THE PROBLEM:
Would you restate every entry that follows, word for word, and leave out the pictures?

DATA FOR PROCESSING:

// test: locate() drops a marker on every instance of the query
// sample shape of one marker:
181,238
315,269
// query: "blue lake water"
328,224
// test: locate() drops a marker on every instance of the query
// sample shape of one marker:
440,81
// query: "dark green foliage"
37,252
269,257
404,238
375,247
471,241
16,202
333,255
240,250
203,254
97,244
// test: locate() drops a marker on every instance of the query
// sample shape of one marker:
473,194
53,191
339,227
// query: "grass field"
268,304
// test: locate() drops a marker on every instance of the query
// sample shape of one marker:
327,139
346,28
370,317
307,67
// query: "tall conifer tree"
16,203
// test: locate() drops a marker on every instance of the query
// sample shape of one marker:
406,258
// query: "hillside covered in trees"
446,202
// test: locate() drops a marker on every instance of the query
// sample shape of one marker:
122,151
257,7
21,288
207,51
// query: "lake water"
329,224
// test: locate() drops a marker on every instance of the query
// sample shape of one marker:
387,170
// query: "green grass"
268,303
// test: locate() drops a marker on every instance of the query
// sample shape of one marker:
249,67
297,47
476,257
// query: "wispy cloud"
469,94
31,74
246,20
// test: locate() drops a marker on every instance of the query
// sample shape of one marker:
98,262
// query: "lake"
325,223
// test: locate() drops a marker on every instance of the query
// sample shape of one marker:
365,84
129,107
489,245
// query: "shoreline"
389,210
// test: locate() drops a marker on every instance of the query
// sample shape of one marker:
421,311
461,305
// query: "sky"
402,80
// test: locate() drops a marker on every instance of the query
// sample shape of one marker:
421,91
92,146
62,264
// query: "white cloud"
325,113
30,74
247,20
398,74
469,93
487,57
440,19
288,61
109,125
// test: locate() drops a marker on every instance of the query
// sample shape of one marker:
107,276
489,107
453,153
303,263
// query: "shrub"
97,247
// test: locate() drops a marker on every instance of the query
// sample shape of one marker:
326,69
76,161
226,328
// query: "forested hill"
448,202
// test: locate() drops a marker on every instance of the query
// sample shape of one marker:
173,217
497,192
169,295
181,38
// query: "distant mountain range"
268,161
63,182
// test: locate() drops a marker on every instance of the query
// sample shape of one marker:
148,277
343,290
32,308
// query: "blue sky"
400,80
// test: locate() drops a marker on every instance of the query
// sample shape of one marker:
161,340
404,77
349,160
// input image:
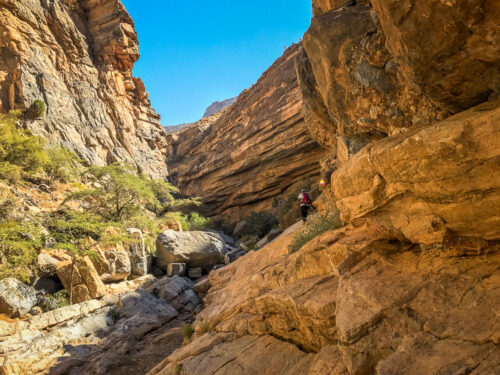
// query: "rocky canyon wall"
243,158
77,56
404,96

ANSWER:
// test: locate() drops a marker on every instance of the query
// sample shape of one marker:
181,238
315,269
// query: "blue lake water"
328,224
// test: locate() drops a marker on every instance of the query
// sample shape of one marker:
440,81
// query: "dark green foliage"
37,252
269,257
404,238
375,247
471,241
16,202
333,255
240,250
203,254
97,244
// test: locate() drops a marker on every instance of the query
// sample shape of one marker:
473,194
53,191
339,227
// query: "grass field"
268,304
// test: locate() drops a marker on every instance of the query
// sample shape of one marker:
327,139
346,28
370,317
307,67
// query: "tall conifer tree"
16,203
// test: locate() drops a marker on every instance of the query
// sample shape of one marker:
406,258
// query: "hillside covered in trees"
446,202
// test: locate() drops a marker on every instance of the query
// sample shape of one marker:
122,151
257,7
21,288
207,51
// query: "lake water"
329,224
// test: locate() drops a marker on every instance of the query
// sample shape of one marker:
387,170
// query: "green grass"
268,303
// test: locate() drops a marker on every instance of the query
// sample shape of one marker:
249,67
297,47
476,257
// query: "wispy cloud"
469,94
31,74
246,20
// test: locate() drops a marker on every instance of the query
// sample shape of one marker:
98,262
// query: "lake"
325,223
// test: locate() drops a marker on every instance of the query
// sample shape of one marker:
365,84
129,107
489,245
// query: "shoreline"
389,210
// test: locate() drops a marker on every instance of the query
// sample shape of one marker:
421,311
461,305
// query: "sky"
402,80
// test: locate() drops a marker on every instance of the query
// sample shape of one marker:
421,91
92,146
62,264
// query: "white cloud"
325,113
30,74
247,20
398,74
469,93
487,57
440,19
288,61
109,125
// test: locate() drops a marker on every instance of the query
// sample shape of one marker:
107,276
489,107
453,153
303,263
// query: "shrub"
97,247
// test: locate() drops a marker on every instance of the query
// sample shape of one marker:
326,69
76,161
226,328
// query: "forested hill"
448,202
// test: locate() drops a marker on every instance of the query
// sample shape of one marker:
173,217
497,192
169,295
181,38
// query: "distant mountain range"
268,161
63,182
// test: locate() drops a marker on every instance of the query
// sample shape of one marker:
148,277
343,290
32,308
// query: "blue sky"
400,80
// test: locate() drops a marker on every instance of the query
// sample shape of one marker:
161,340
404,77
349,160
// input image:
// query: "rocky canyon wall"
243,158
77,56
404,96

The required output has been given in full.